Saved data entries
***

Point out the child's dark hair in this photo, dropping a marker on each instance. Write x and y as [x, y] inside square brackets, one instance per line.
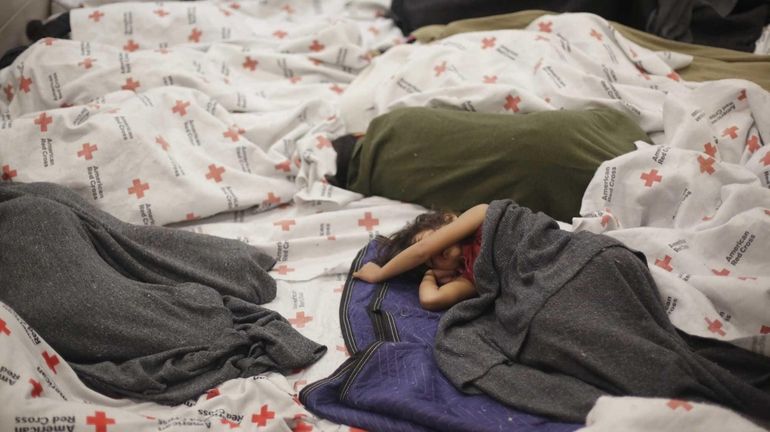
[389, 247]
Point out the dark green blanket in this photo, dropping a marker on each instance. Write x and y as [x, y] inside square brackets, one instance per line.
[453, 160]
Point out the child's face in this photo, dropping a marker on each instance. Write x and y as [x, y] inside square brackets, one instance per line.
[450, 258]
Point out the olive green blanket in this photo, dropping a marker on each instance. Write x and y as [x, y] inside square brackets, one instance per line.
[452, 160]
[709, 63]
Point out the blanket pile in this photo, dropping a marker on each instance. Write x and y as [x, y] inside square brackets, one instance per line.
[563, 318]
[144, 312]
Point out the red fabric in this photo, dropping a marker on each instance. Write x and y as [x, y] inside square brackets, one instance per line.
[471, 248]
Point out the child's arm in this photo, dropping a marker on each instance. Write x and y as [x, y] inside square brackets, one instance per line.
[418, 253]
[433, 297]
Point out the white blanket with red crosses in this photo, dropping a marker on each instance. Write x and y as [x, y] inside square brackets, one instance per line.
[169, 112]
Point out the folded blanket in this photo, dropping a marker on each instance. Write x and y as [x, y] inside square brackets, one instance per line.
[454, 160]
[731, 24]
[149, 313]
[708, 63]
[563, 318]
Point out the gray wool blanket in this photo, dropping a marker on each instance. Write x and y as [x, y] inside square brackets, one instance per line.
[563, 318]
[149, 313]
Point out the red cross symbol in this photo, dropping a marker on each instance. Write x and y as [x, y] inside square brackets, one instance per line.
[233, 134]
[51, 360]
[96, 15]
[161, 142]
[8, 89]
[706, 165]
[732, 131]
[675, 403]
[283, 269]
[87, 63]
[180, 108]
[299, 383]
[285, 224]
[4, 328]
[250, 64]
[766, 159]
[368, 221]
[24, 84]
[43, 121]
[212, 393]
[37, 389]
[753, 143]
[674, 76]
[300, 319]
[643, 72]
[130, 84]
[284, 166]
[131, 46]
[230, 423]
[512, 103]
[300, 425]
[271, 199]
[87, 152]
[322, 142]
[195, 35]
[440, 68]
[264, 415]
[715, 327]
[138, 188]
[651, 177]
[215, 173]
[606, 219]
[665, 263]
[8, 173]
[100, 420]
[316, 46]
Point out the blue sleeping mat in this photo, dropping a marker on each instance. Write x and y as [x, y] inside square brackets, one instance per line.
[391, 381]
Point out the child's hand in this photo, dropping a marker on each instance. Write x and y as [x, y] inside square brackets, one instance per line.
[370, 272]
[444, 276]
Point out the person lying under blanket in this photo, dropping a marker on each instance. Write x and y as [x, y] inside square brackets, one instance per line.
[453, 160]
[547, 320]
[144, 312]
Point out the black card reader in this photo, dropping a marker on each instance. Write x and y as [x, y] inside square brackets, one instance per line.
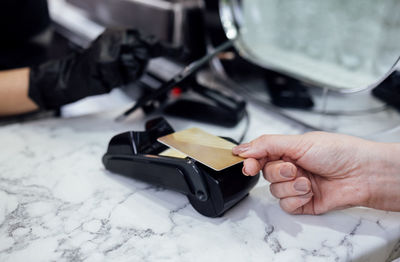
[211, 193]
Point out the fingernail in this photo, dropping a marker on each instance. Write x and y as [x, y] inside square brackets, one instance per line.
[244, 171]
[301, 186]
[241, 148]
[286, 171]
[308, 195]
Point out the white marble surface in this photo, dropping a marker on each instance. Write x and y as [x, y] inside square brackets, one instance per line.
[58, 203]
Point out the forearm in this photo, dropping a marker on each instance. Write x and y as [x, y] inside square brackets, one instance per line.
[384, 183]
[14, 97]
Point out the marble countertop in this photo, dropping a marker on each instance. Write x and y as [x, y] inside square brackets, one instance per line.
[58, 203]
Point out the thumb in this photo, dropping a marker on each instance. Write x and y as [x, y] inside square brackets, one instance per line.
[272, 147]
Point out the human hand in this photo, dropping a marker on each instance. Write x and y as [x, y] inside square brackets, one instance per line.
[318, 172]
[115, 58]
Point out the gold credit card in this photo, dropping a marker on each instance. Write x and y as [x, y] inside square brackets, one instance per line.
[208, 149]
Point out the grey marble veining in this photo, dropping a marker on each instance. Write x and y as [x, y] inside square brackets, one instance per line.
[58, 203]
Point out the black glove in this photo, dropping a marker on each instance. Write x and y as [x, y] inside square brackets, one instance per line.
[115, 58]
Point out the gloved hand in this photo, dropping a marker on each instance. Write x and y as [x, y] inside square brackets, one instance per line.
[115, 58]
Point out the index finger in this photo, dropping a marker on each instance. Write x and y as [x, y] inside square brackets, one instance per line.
[272, 147]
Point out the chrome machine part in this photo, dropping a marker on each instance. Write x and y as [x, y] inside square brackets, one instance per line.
[346, 46]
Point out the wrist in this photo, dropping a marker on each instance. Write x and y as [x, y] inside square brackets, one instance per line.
[383, 182]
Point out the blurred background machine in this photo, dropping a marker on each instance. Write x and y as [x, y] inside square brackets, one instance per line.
[313, 63]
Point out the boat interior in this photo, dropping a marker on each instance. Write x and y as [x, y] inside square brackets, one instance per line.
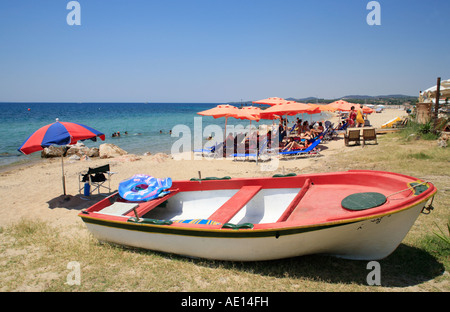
[260, 201]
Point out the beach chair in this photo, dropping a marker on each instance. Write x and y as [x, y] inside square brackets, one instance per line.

***

→ **Exercise aim**
Repeat all of the entries above exactly. Keep pictures out of it.

→ **Task solution**
Point out the child's dark hair in this photo, dropping a marker on each instance. Write x and y as [x, y] inside square brackets, one instance per line.
[389, 247]
Point out the dark green blanket in this photo, dropping a marker on each instance. Write x and y as [x, y] inside square brackets, one instance per line.
[453, 160]
Point out the child's face in this photo, dropping a marker on each instance. Write x and y as [x, y] inside square brackets, one instance per line.
[450, 258]
Point out the olive green blanket in this photo, dropping a marker on each instance. Write x and y as [x, y] inside square brackets, one instance per line.
[452, 160]
[709, 63]
Point out the blanket pile in this photo, dropping a marker on each instance. Write x and y as [x, y] inside square brackets, one instance per line.
[563, 318]
[144, 312]
Point out the red fabric in this photo, dropping a marker on each instance. Write x and y as [x, y] inside square brackets, one instance per line.
[471, 248]
Point out the child's arm in this photo, dropping a marker on each instance. Write x and y as [x, y] inside square brackets, one instance per line.
[418, 253]
[433, 297]
Point out the white blanket with red crosses in this photo, dropping a marker on each instance. Write x and y as [x, y] inside square brackets, one instance per line.
[169, 112]
Point out the folded blanket in this photo, dropping a marker on each instance. Write x and y as [x, y] inside square brackets, one instance per line.
[454, 160]
[731, 24]
[149, 313]
[708, 63]
[563, 318]
Point out the gray wool blanket in this photo, dropping a marker on each instance. Write x and y as [x, y] inside square brackets, one instance per line.
[563, 318]
[149, 313]
Point out the red cross symbol in this photo, dropping a marker on each instance. Write x and y as [x, y] inside square brackets, one instance per line.
[233, 134]
[51, 360]
[96, 15]
[161, 142]
[8, 89]
[706, 165]
[732, 131]
[675, 403]
[283, 269]
[87, 63]
[180, 108]
[299, 383]
[285, 224]
[4, 328]
[250, 64]
[766, 159]
[368, 221]
[24, 84]
[43, 121]
[212, 393]
[37, 389]
[753, 143]
[674, 76]
[300, 319]
[643, 72]
[130, 84]
[284, 166]
[131, 46]
[230, 423]
[512, 103]
[300, 425]
[271, 199]
[87, 152]
[322, 142]
[195, 35]
[440, 68]
[264, 415]
[715, 327]
[138, 188]
[651, 177]
[215, 173]
[606, 219]
[665, 263]
[8, 173]
[100, 420]
[316, 46]
Point out the blue sleeping mat in this photo, dropping a marker on each instance. Write x and y as [x, y] inside square brackets, one instance per line.
[391, 381]
Point out the child's hand in this photo, dropping a marker on each instance. Write x and y as [x, y] inside square brackets, one instance per line.
[370, 272]
[444, 276]
Point out the person lying under blanket in this photo, dropping a marker on each instance. Write x and y as [x, y] inside square brackets, one instance per line.
[453, 160]
[547, 320]
[144, 312]
Point out the black card reader in this photo, dropping a marker on each instance. Write x and y as [x, y] inside square brackets, one instance per line.
[211, 193]
Point out the fingernail in this photo, dropping a marker on each instance. Write x and y as [x, y] inside square brackets, one instance per line.
[244, 171]
[301, 186]
[241, 148]
[286, 171]
[308, 195]
Point out the white marble surface in this photo, dropping a marker on each instance. Write x and y as [x, y] inside square brackets, one instance per line.
[58, 203]
Point out the forearm in this photo, dropping a marker on each instance. Write x and y as [x, y] inside square brackets, one instance per line.
[384, 183]
[14, 97]
Point out the marble countertop in this photo, dropping a marker on each instance. Write x and y as [x, y] inside square brackets, one instance per line.
[58, 203]
Point out the thumb in this photo, dropping a marker on each instance. Write x and y as [x, y] inside square brackets, one instance per line.
[272, 147]
Point out the human hand in this photo, dropping a marker on each instance. Write x and y as [x, y] inside square brackets, one instance per line.
[318, 172]
[115, 58]
Point out the gold credit card in this photo, dropping a marker on each instance. Write x and y as [x, y] inside square brackets, one instance per line.
[208, 149]
Point out the grey marble veining in this photo, dropping a marker on each instance. Write x and y as [x, y] inside square brackets, one instance per line.
[58, 203]
Point out the black glove in this photo, dropping a marker on each instance. Write x and y as [x, y] inside square brackets, one instance per line.
[115, 58]
Point out the gloved hand in this photo, dropping a marker on each instance. Write x and y as [x, y] inside square brackets, one instance per line.
[115, 58]
Point out the index finger in this photo, dropping a marker on each instance. Write x and y as [x, y] inside square brackets, one instance per line.
[272, 147]
Point out the chrome machine part in this photo, dropping a marker on each instance. Write x and y as [x, y] inside square brackets, one instance per line.
[346, 46]
Point out the wrist in this photo, dropping a marker on each instance. Write x and y as [x, y] inside square brackets, one instance per line.
[383, 182]
Point out the blurred background machine in this photo, dropping a marker on each instance. Write x and y as [x, y] inside square brackets, one instance per line.
[313, 63]
Point out the boat interior in this photo, dropping a marker on each instance. Write x and y as [x, y] inside square brackets, one instance per line.
[260, 201]
Point out the beach chair in this photo, dropping a marker on each instance. Write x and y as [x, y] inside square brackets, one instance per line.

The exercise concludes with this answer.